- **PASSAGE TO READ**
•••••

He warned Regional Commissioners, District Commissioners and District Executive Directors that should electricity be cut in their duty stations, they risk losing their jobs for negligence.

In his report to the President, the Minister said the accumulated debt had derailed various operations and projects in the ministry, adding that due to that it had even failed to clear its debt with TANESCO amounting to 8.7bn/-.

However, in his response, the President warned that those who will fail to settle their dues with Dawasco will have their money allocated for recurrent and development expenditure in the next fiscal year chopped by the treasury and paid directly to the water body.

He also directed the Minister to make sure that the 8.7bn/- that his ministry was yet to settle with TANESCO should equally be paid, and if not settled he will equally deduct it from the ministry's budget and disburse it to the state-owned power utility firm.

"There have been instances where you find officials prioritising foreign trips, workshops, trainings and seminars outside Dar es Salaam Region that cost the government huge sums of money, while they have not yet paid their water and electricity bills,"he stated.

Dr Magufuli asked responsible authorities in the ministry to deploy a group of auditors who will re-check the debt to see if it is realistic as there were unscrupulous officials within DAWASCO who were inflating bills for their own interests.

"There is a group of officials who sell water to clients with the money ending into their personal accounts that I also know... "If I were the Minister I would have acted accordingly, but now I am tasking the minister to work on these officials," he remarked.

Despite expressing satisfaction on the expansion of the 39 million US dollars (over 78bn/-) Ruvu Juu water treatment plant that was sponsored by the Indian government soft loan channelled through the Exim Bank, Dr Magufuli further tasked DAWASA to increase pace on the implementation of the Lindi water project that has been there for a long time.

•••••

- **SUPPLIED MATERIAL**
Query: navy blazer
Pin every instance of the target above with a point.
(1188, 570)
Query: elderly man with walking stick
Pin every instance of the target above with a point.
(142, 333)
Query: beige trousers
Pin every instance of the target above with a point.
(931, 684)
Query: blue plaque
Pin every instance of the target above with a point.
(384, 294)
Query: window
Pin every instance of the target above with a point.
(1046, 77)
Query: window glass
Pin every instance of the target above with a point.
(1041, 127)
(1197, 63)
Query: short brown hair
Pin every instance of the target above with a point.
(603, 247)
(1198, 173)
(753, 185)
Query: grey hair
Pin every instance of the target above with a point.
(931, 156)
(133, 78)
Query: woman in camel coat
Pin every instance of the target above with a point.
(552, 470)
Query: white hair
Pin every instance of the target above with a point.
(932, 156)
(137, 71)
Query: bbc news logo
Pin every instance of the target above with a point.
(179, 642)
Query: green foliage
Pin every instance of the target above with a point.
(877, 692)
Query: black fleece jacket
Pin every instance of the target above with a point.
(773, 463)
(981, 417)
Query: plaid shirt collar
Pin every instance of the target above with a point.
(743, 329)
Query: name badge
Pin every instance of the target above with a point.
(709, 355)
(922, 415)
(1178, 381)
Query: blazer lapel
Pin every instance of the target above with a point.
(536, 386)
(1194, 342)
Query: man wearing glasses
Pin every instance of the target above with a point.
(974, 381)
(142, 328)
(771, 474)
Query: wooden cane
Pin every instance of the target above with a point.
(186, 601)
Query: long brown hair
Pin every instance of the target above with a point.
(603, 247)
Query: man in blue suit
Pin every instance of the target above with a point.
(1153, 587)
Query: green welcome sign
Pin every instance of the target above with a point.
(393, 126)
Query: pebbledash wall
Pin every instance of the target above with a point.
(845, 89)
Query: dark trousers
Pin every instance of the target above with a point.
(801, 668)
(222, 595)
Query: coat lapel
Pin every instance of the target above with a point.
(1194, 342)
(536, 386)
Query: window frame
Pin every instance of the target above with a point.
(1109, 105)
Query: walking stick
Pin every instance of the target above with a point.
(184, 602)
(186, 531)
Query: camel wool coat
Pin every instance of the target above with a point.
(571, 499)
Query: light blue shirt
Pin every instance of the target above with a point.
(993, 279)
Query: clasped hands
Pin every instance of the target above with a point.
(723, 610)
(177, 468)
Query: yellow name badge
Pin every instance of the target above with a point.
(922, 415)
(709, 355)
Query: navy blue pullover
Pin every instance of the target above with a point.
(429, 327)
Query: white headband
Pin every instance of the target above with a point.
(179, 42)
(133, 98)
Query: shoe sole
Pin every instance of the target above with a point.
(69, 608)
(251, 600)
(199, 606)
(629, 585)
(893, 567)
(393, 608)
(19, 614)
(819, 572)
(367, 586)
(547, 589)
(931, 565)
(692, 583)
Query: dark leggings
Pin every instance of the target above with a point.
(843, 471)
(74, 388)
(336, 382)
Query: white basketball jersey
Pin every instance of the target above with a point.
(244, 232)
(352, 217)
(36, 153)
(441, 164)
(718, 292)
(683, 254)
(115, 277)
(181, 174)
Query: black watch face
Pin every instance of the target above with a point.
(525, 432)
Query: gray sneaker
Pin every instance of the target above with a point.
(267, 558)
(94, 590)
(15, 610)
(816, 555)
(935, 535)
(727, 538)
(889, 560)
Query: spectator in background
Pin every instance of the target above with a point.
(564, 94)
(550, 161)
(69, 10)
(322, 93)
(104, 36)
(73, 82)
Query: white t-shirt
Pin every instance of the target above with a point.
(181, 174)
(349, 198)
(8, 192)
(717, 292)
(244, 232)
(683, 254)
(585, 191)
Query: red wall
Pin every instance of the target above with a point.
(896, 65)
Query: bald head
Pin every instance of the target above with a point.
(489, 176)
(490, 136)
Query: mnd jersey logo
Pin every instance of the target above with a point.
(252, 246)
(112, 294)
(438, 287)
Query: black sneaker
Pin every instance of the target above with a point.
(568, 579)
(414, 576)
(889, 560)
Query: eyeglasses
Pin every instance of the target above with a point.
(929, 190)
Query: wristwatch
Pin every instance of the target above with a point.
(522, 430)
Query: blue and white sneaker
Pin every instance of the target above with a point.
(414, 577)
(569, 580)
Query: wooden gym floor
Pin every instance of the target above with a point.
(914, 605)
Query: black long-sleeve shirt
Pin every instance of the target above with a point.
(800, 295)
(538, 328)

•••••

- **PROBLEMS**
A. According to the article on unpaid utility bills, how much did the ministry still owe TANESCO?
B. In the article on unpaid utility bills, which activities does the quoted statement say officials prioritize while their water and electricity bills remain unpaid? List each one.
C. Continue the article on unpaid utility bills from its final sentence.
The listing comes from a separate source and is unrelated to the article on unpaid utility bills.

- **RESPONSES PER TASK**
A. 8.7bn/-

B. Foreign trips, workshops, trainings, seminars

C.
He, however, was not happy with how DAWASA and DAWASCO were discharging their duties, advising that the two bodies should sit down and see how best they can work to reduce unnecessary costs that were being spent by DAWASA, that at some point remained in office without working when there were no water projects running.

He also suggested that it was not healthy to have two boards overseeing the two organisations that were discharging similar jobs. In yet another abrupt move, the President asked DAWASA Chief Executive Officer (CEO), Engineer Archard Mutalemwa, to retire from public service, saying it was high time for him to quit.

The embattled CEO has served on his position for over thirty years. "I started hearing your name when I was still in secondary school and I want to be frank, you should step down before you encounter bad issues," he said, adding, in Kihaya tribe"Obwato Bufa Magoba" (Literary meaning a boat often sinks when it is almost reaching the end).

"I have all your data, that is why I am speaking in a polite language ... I understand that the Minister is your friend and you have been a friend to all ministers, but this is the time for you to quit and leave the position to younger ones," he added.